• [LISTA DE TAREFAS]:
**a)** No texto sobre os dentistas na época de Quixote, quais são todos os intertítulos que vêm depois do título principal?
**b)** Dê continuidade ao texto sobre os dentistas nos tempos de Quixote a partir da última linha apresentada.

**** TEXTO FORNECIDO

Os dentistas nos tempos de Quixote
Na época de Cervantes, os dentistas combinavam seu ofício com o de barbeiros e de aplicadores de sangrias. Da mesma maneira que faziam a barba, extraíam molares e aplicavam sanguessugas ou cortavam as pessoas para que o sangue "ruim"escorresse para fora do corpo. Só dispunham de um instrumento para todos os afazeres: suas afiadas navalhas. Poucos tinham tenazes para arrancar dentes.
Bastava tossir para que os dentes caíssem.
Tossiu? Dente caiu. Era uma regra universal. As condições de saúde dentárias eram inexistentes. Essa horrível realidade está explícita em vários livros da época, inclusive no D.Quixote. Doña Rodriguez afirma para D.Quixote: "Tenho minha alma nas carnes e todos meus dentes e molares na boca, só faltam uns poucos que me foram tirados por uns catarros". A odontologia não era considerada uma ciência.
Os médicos depreciavam a boca.
Se a odontologia tomou um papel de relevo e diferenciada da medicina, a responsabilidade é totalmente dos médicos. Os médicos de então, depreciavam tudo que estivesse relacionado com a boca. Desta maneira, barbeiros e charlatães colocavam suas tenazes no fogo para arrancar dentes em golpes não muito rápidos. Era pior que filme de terror.
Um verme ataca os dentes.
Na época de Cervantes as cáries seriam causadas por um verme invisível que atacava a raiz do dente. O barbeiro levava ao fogo uma agulha e, em seguida, procurava encontrar o tal verme "cavocando" o dente. A gengivite era diagnosticada como um reumatismo dental.
Pierro Fauchard, o pai da odontologia moderna.

********
**** DADOS DE ORIGEM

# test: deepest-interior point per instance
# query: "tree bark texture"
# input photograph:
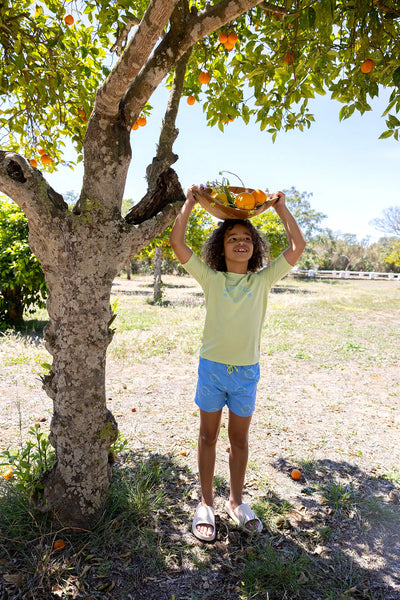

********

• [RESPOSTAS DADAS]:
**a)**
Bastava tossir para que os dentes caíssem.
Os médicos depreciavam a boca.
Um verme ataca os dentes.
Pierro Fauchard, o pai da odontologia moderna.

**b)**
Tiveram de sofrer todas as dores do mundo por causa dos dentes até 1728. Foi nesse ano que Pierre Fouchard entregou para a impressão seu tratado "Le chirurgien dentiste", o dentista cirurgião. Esse é o trabalho fundacional da odontologia. Não só trata dos sinais das enfermidades bucais assim como explica o melhor método para sacar molares sem arrebentá-los, sem deixar pedaços de dente, trabalho que nem todos dentistas atuais conseguem realizar com destreza. O livro contém ilustrações e da passo a passo os trabalhos a serem realizados.
Dentista, relojoeiro, joalheiro e artesão.
Esse Fouchard era um mero tripulante de navio. Muito curioso, estudou in loco o escoburto, comum em marinheiros que não ingeriam vitamina C em suas longas viagens. Saiu da Marinha para a história. Adaptando instrumentos de relojoeiros e joalheiros - ferramentas precisas e delicadas - Fouchard pôs em prática as verdadeiras primeiras cirurgias da boca. Seu pensamento era de um joalheiro. Para ele, o dentista tinha de possuir o ímpeto de um mecânico e contar com tato de um artesão. O dente, moldado em marfim, era uma joia a ser perfeitamente encaixada, como uma pedra preciosa em um anel. Há raros Fouchards atualmente.